Natural-language object grounding data:
__________________________________________________

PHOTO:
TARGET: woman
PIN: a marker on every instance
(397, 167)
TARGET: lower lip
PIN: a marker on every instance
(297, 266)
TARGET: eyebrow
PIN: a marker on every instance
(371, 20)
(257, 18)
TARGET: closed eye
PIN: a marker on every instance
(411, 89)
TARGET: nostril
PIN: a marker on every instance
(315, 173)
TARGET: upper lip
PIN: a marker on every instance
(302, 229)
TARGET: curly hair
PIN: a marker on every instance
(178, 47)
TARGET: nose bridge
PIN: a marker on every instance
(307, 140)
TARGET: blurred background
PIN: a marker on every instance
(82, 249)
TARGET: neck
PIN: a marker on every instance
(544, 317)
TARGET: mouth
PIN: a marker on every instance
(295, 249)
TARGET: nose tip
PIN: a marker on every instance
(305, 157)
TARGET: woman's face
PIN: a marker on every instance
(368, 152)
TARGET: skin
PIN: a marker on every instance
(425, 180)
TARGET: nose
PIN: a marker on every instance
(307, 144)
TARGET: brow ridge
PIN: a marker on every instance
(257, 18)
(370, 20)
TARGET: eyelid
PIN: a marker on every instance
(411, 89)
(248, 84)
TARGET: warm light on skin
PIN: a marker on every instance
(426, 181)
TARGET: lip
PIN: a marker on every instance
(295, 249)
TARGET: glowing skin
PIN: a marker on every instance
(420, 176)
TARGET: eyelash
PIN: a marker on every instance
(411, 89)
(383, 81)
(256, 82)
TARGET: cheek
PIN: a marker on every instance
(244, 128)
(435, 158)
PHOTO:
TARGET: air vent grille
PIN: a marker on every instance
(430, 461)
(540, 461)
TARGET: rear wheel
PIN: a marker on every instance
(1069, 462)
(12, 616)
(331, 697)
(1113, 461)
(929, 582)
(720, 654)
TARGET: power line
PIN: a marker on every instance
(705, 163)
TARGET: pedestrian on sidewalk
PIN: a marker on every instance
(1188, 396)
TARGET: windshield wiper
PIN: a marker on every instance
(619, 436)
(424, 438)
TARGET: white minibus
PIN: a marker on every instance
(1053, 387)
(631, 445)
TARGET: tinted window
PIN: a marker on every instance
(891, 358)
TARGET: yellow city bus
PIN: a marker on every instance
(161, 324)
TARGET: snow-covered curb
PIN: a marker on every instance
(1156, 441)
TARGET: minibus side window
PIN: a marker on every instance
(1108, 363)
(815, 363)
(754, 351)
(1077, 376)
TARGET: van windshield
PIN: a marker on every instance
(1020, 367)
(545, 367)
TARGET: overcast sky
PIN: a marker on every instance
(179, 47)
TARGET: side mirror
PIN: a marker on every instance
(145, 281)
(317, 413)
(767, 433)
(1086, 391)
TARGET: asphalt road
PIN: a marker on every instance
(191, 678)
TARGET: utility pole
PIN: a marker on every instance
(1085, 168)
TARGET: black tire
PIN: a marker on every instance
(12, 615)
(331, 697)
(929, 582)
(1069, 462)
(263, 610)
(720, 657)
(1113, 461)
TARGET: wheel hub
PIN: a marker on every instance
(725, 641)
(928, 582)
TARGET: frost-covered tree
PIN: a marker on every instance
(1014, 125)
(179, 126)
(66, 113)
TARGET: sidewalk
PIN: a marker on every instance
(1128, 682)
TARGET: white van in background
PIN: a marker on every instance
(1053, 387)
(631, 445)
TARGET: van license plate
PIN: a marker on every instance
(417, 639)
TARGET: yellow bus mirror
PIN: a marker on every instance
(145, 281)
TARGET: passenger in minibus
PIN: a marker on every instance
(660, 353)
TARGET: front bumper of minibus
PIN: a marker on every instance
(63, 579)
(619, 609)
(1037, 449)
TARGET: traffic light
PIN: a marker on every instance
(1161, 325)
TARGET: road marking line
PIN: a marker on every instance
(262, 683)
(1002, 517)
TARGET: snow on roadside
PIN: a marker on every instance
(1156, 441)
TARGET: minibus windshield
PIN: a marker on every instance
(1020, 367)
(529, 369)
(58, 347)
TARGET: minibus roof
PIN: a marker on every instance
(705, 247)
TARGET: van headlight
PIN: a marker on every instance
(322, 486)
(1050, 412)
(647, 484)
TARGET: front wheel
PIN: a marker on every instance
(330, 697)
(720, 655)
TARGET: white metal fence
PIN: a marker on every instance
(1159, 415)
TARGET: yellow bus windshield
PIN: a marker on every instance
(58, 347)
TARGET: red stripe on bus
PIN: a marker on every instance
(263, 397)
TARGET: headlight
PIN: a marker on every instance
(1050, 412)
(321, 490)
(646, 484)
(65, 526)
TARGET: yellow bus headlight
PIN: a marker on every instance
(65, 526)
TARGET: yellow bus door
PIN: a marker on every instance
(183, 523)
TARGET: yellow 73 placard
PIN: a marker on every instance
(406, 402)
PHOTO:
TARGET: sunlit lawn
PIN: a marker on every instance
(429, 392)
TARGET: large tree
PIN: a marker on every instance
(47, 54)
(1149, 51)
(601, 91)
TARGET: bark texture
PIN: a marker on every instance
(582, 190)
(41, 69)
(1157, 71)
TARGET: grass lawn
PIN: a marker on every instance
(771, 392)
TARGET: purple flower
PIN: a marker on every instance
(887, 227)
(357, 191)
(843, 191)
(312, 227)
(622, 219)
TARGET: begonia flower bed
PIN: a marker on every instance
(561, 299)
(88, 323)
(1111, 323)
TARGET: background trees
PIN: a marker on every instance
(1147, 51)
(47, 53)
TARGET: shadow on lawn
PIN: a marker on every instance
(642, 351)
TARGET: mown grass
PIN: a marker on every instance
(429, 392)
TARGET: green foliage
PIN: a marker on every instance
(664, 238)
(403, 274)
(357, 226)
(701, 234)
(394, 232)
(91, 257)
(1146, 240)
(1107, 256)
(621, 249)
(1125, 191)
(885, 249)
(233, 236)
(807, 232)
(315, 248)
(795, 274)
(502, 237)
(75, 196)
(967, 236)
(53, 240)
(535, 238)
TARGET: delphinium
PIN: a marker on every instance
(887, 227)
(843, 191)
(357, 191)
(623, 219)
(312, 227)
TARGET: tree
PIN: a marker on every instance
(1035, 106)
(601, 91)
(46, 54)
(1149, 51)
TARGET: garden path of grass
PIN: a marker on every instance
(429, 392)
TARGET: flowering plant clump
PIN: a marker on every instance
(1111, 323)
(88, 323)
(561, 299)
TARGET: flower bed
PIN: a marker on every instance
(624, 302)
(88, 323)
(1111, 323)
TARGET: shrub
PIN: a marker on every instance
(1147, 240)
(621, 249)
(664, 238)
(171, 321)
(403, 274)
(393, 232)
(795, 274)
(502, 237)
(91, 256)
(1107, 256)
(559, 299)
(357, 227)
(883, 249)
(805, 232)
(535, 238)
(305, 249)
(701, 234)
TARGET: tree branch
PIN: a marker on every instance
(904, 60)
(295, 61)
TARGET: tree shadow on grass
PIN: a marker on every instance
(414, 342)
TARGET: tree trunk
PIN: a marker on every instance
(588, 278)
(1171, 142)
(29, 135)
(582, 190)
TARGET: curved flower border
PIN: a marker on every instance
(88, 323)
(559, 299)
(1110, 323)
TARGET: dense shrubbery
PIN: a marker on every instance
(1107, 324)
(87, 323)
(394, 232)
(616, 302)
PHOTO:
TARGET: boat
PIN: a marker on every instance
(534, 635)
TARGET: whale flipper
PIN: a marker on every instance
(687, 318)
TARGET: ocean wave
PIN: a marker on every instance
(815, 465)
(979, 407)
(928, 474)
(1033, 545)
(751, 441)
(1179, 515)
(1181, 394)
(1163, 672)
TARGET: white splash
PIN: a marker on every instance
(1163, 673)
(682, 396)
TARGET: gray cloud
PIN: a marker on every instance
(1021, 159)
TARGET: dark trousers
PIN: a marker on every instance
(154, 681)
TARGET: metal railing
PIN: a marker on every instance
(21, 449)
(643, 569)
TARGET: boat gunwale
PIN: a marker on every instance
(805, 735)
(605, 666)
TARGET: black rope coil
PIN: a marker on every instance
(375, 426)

__________________________________________________

The first line of the entries above marks where to begin; repeat each line exactly through the one that contains "TARGET: minibus side window", and include that line.

PHOTO:
TARGET: woman
PIN: a marker on every instance
(397, 167)
TARGET: lower lip
PIN: a marker on every instance
(297, 266)
TARGET: eyebrow
PIN: a marker on every instance
(371, 20)
(257, 18)
TARGET: closed eye
PIN: a marker on every instance
(411, 89)
TARGET: nostril
PIN: a marker on every instance
(315, 173)
TARGET: upper lip
PIN: a marker on every instance
(302, 229)
TARGET: curly hair
PIN: a marker on every instance
(178, 47)
TARGET: nose bridge
PIN: a marker on every instance
(307, 140)
TARGET: blurred background
PIN: a marker on every instance
(82, 249)
TARGET: neck
PIN: a marker on every instance
(544, 317)
TARGET: mouth
PIN: a marker on every instance
(295, 249)
TARGET: nose tip
PIN: a marker on every instance
(305, 157)
TARGET: woman's face
PIN: a marker on every instance
(368, 152)
TARGET: skin
PIN: a marker on every instance
(425, 180)
TARGET: nose
PIN: a marker on every instance
(307, 144)
TARGET: brow ridge
PIN: a marker on every instance
(257, 18)
(370, 20)
TARGET: eyelid
PIN: a marker on every instance
(411, 89)
(248, 84)
TARGET: warm light on skin
PIN: a marker on every instance
(426, 181)
TARGET: lip
PIN: a marker on every instance
(295, 249)
TARGET: glowing skin
PIN: a marker on every instance
(420, 176)
TARGET: eyelash
PIN: a marker on every instance
(411, 89)
(383, 81)
(256, 82)
TARGET: cheek
PIN: a marker on every instance
(244, 128)
(435, 158)
PHOTO:
TARGET: air vent grille
PIN: a marker on every instance
(430, 461)
(540, 461)
TARGET: rear wheel
PIN: a marker on every instance
(1069, 462)
(12, 616)
(331, 697)
(1113, 461)
(929, 582)
(720, 654)
TARGET: power line
PIN: a marker on every instance
(705, 163)
TARGET: pedestrian on sidewalk
PIN: a marker on every instance
(1188, 396)
TARGET: windshield wiper
PIN: a marker on every instance
(619, 436)
(424, 438)
TARGET: white minibus
PIN: a marker on every instance
(1053, 387)
(631, 445)
TARGET: tinted window
PIN: a marker on every instance
(891, 358)
TARGET: yellow city bus
PIN: a marker on every instance
(161, 324)
TARGET: snow-covered curb
PIN: a marker on every instance
(1156, 441)
TARGET: minibus side window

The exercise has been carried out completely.